EXTRACT:
-- Begin --
SECURITIES AND EXCHANGE COMMISSION

Washington, DC  20549

 

FORM 8-K

 

CURRENT REPORT

 

Pursuant to Section 13 or 15(d) of the Securities Exchange Act of 1934

 

Date of Report (Date of earliest event reported): February 21, 2013

 

MONTPELIER RE HOLDINGS LTD.

(Exact Name of Registrant as Specified in Its Charter)

 

Bermuda

 

001-31468

 

98-0428969

(State or Other Jurisdiction
of Incorporation or
Organization)

 

(Commission File Number)

 

(I.R.S. Employer
Identification No.)

 

Montpelier House

94 Pitts Bay Road

Pembroke HM 08

Bermuda

(Address of Principal Executive Offices)

 

Registrant’s telephone number, including area code: (441) 296-5550

 


 

Check the appropriate box below if the form 8-K filing is intended to simultaneously satisfy the filing obligation of the registrant under any of the following provisions:

 

o    Written communications pursuant to Rule 425 under the Securities Act (17 CFR 230.425)

 

o    Soliciting material pursuant to Rule 14a-12 under the Exchange Act (17 CFR 240.14a-12)

 

o    Pre-commencement communications pursuant to Rule 14d-2(b) under the Exchange Act (17 CFR 240.14d-2(b))

 

o    Pre-commencement communications pursuant to Rule 13e-4(c) under the Exchange Act (17 CFR 240.13e-4(c))

 

 

 



 

Item 5.02  Departure of Directors or Certain Officers; Election of Directors;  Appointment of Certain Officers; Compensatory Arrangements of Certain Officers

 

On February 25, 2013, Montpelier Re Holdings Ltd. (the “Company”) announced the planned retirement of its Executive Vice President, Chief Operating Officer and Head of European Operations, Thomas G.S. Busher, effective December 31, 2013.  Mr. Busher also currently serves as a director and Deputy Chairman of the Company’s Board of Directors and Chairman of the board of directors of Montpelier Underwriting Agencies Limited (“MUAL”), the Company’s wholly-owned Lloyd’s Managing Agent based in London.
-- End --
TASKS AND EXERCISES:
1. According to the filing, on what date does Thomas G.S. Busher's planned retirement take effect?
2. List each line of the records that contains the string "text", treating uppercase and lowercase letters as distinct.
The records have no connection to the filing above.

(Lines of data)
-- Begin --
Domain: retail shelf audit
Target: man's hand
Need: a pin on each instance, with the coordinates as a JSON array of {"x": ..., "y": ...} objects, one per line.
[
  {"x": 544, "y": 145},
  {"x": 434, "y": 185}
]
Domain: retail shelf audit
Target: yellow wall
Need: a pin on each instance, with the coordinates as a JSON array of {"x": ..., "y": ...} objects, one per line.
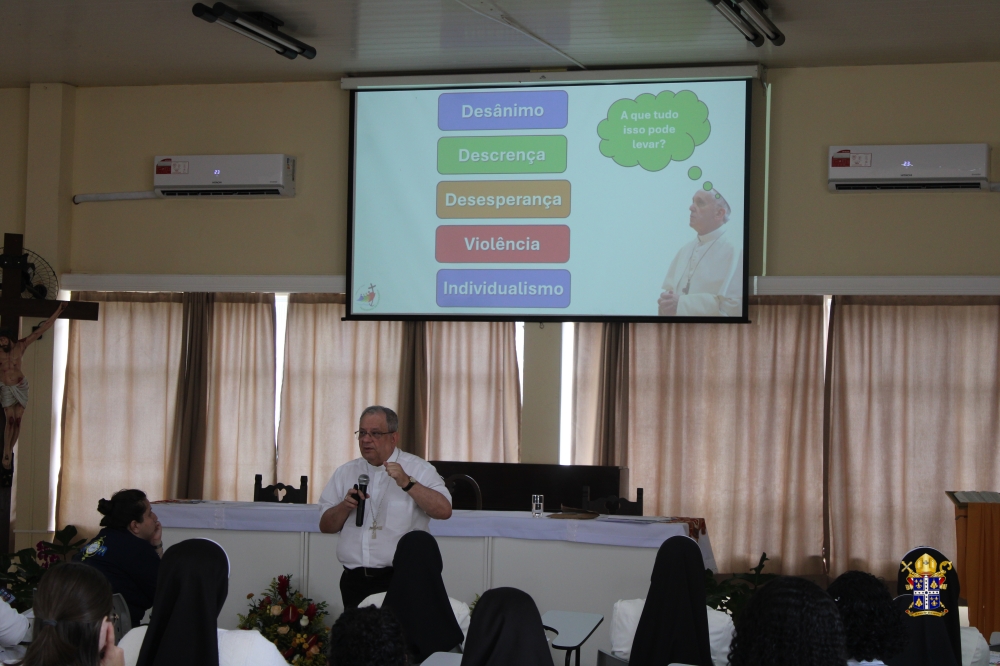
[
  {"x": 13, "y": 158},
  {"x": 120, "y": 130},
  {"x": 812, "y": 231}
]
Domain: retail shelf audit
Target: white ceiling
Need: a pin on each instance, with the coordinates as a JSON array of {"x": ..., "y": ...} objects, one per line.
[{"x": 143, "y": 42}]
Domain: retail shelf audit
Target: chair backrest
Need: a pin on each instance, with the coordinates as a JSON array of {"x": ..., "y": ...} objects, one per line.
[
  {"x": 452, "y": 484},
  {"x": 279, "y": 492},
  {"x": 613, "y": 505},
  {"x": 121, "y": 617}
]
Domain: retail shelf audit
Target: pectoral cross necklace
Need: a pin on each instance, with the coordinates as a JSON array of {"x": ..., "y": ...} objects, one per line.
[{"x": 375, "y": 526}]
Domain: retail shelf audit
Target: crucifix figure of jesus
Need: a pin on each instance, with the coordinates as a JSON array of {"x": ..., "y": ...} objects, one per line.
[{"x": 13, "y": 383}]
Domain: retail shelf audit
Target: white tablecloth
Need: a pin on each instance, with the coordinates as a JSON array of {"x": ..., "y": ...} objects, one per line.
[{"x": 272, "y": 517}]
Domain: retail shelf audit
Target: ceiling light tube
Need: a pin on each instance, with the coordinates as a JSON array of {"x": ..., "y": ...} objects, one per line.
[
  {"x": 260, "y": 40},
  {"x": 262, "y": 31},
  {"x": 762, "y": 23},
  {"x": 733, "y": 17},
  {"x": 273, "y": 36}
]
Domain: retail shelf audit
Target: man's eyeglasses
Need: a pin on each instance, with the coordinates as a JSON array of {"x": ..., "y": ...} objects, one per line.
[{"x": 375, "y": 434}]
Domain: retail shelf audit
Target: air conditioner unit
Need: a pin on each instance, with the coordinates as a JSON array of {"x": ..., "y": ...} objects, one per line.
[
  {"x": 237, "y": 176},
  {"x": 947, "y": 166}
]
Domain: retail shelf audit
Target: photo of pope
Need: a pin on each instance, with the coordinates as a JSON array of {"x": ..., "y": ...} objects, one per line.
[{"x": 705, "y": 278}]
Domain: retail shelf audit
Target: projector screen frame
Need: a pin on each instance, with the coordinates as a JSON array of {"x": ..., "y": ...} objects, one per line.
[{"x": 746, "y": 73}]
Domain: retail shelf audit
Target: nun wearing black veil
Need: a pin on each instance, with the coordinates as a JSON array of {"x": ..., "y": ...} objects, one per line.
[
  {"x": 673, "y": 627},
  {"x": 418, "y": 600},
  {"x": 191, "y": 588},
  {"x": 506, "y": 629}
]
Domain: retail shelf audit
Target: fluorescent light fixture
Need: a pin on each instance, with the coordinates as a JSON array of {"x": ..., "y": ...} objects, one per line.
[
  {"x": 737, "y": 20},
  {"x": 755, "y": 13},
  {"x": 258, "y": 26}
]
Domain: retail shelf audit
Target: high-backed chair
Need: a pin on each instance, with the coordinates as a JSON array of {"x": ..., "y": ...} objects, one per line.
[
  {"x": 613, "y": 505},
  {"x": 279, "y": 492},
  {"x": 452, "y": 484}
]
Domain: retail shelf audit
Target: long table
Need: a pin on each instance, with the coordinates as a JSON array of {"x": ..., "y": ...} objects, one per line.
[{"x": 574, "y": 565}]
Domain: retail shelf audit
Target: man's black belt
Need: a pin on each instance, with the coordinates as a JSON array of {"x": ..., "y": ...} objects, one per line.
[{"x": 368, "y": 572}]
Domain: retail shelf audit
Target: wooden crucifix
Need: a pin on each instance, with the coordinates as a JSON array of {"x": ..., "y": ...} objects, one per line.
[{"x": 13, "y": 384}]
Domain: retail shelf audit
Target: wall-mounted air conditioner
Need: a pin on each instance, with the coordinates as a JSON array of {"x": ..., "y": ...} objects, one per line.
[
  {"x": 237, "y": 176},
  {"x": 954, "y": 166}
]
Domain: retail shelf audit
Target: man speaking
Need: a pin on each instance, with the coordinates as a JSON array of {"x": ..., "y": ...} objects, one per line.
[
  {"x": 403, "y": 492},
  {"x": 706, "y": 277}
]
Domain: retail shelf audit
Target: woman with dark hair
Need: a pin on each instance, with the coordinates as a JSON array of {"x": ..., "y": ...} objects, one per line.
[
  {"x": 190, "y": 591},
  {"x": 127, "y": 551},
  {"x": 418, "y": 600},
  {"x": 72, "y": 605},
  {"x": 506, "y": 629},
  {"x": 367, "y": 637},
  {"x": 873, "y": 627},
  {"x": 673, "y": 627},
  {"x": 789, "y": 622}
]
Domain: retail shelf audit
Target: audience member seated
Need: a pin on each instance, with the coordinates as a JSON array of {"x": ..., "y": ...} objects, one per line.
[
  {"x": 930, "y": 561},
  {"x": 673, "y": 595},
  {"x": 788, "y": 622},
  {"x": 127, "y": 551},
  {"x": 367, "y": 636},
  {"x": 13, "y": 630},
  {"x": 190, "y": 591},
  {"x": 506, "y": 629},
  {"x": 673, "y": 627},
  {"x": 928, "y": 643},
  {"x": 418, "y": 600},
  {"x": 72, "y": 608},
  {"x": 873, "y": 626}
]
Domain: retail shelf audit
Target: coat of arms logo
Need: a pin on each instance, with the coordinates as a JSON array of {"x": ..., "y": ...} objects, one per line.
[{"x": 925, "y": 580}]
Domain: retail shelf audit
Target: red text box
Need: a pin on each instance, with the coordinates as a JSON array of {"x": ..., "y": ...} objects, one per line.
[{"x": 502, "y": 243}]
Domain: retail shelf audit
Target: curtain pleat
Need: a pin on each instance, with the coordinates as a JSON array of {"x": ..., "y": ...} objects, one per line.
[
  {"x": 187, "y": 471},
  {"x": 473, "y": 403},
  {"x": 239, "y": 439},
  {"x": 915, "y": 412},
  {"x": 122, "y": 378},
  {"x": 333, "y": 370}
]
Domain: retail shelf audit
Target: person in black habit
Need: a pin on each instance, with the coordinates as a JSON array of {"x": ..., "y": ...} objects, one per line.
[
  {"x": 128, "y": 550},
  {"x": 418, "y": 600},
  {"x": 673, "y": 627},
  {"x": 506, "y": 629},
  {"x": 929, "y": 589}
]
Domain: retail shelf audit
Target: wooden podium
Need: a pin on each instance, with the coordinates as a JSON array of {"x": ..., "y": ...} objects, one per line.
[{"x": 977, "y": 532}]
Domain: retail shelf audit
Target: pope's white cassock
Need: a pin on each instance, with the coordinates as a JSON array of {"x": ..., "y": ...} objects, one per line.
[{"x": 707, "y": 275}]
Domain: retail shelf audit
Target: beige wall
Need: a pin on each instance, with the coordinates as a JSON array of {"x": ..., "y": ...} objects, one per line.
[
  {"x": 120, "y": 130},
  {"x": 13, "y": 157},
  {"x": 812, "y": 231}
]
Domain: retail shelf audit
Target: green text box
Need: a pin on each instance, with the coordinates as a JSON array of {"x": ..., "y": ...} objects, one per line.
[{"x": 501, "y": 154}]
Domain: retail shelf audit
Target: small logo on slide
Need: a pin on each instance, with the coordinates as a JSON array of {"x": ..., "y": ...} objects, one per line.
[{"x": 367, "y": 297}]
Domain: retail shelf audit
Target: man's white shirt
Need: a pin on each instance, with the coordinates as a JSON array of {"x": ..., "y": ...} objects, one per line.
[
  {"x": 711, "y": 267},
  {"x": 397, "y": 512}
]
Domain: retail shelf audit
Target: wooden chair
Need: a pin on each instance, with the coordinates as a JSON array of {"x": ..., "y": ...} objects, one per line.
[
  {"x": 613, "y": 505},
  {"x": 281, "y": 493},
  {"x": 452, "y": 484}
]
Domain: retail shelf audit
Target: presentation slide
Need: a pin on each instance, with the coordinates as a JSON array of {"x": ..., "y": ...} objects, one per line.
[{"x": 618, "y": 201}]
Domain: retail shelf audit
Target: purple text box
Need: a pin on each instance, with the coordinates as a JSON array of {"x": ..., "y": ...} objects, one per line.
[
  {"x": 503, "y": 288},
  {"x": 526, "y": 109}
]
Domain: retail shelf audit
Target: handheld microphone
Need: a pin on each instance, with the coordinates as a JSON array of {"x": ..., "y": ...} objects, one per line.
[{"x": 359, "y": 517}]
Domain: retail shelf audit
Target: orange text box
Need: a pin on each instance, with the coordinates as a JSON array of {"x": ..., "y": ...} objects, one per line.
[
  {"x": 477, "y": 199},
  {"x": 500, "y": 244}
]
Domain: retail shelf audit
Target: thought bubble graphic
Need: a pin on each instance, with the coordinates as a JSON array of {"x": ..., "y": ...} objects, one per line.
[{"x": 652, "y": 131}]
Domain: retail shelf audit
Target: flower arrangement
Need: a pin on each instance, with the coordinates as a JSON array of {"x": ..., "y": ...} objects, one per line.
[
  {"x": 20, "y": 572},
  {"x": 289, "y": 620}
]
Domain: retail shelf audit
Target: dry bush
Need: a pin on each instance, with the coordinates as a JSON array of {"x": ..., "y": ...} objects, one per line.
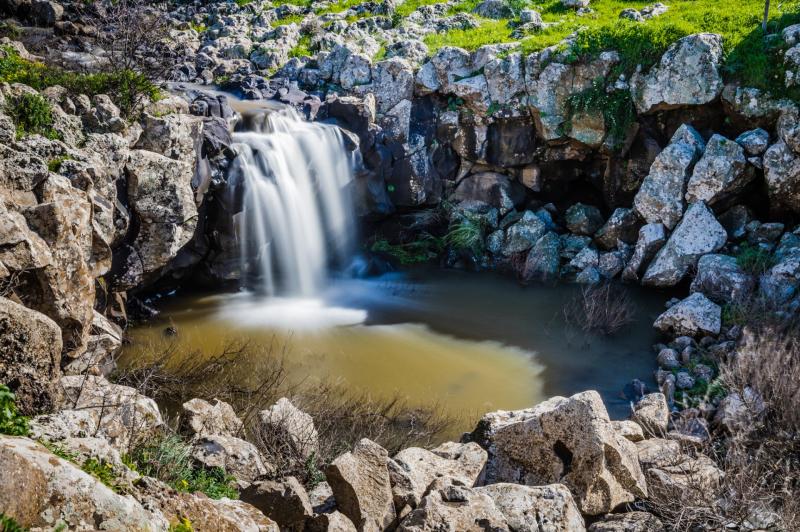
[
  {"x": 604, "y": 308},
  {"x": 760, "y": 456},
  {"x": 341, "y": 417}
]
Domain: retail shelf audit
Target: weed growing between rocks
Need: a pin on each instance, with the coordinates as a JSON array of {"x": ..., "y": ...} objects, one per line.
[
  {"x": 605, "y": 309},
  {"x": 757, "y": 444},
  {"x": 11, "y": 422}
]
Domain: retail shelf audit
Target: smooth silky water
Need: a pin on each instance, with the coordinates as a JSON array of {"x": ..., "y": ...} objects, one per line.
[{"x": 465, "y": 343}]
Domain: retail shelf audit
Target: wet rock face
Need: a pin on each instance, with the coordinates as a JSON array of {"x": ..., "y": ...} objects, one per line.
-- End --
ANSWERS BELOW:
1. December 31, 2013.

2.
Target: red text box
Target: green text box
Target: purple text box
Target: orange text box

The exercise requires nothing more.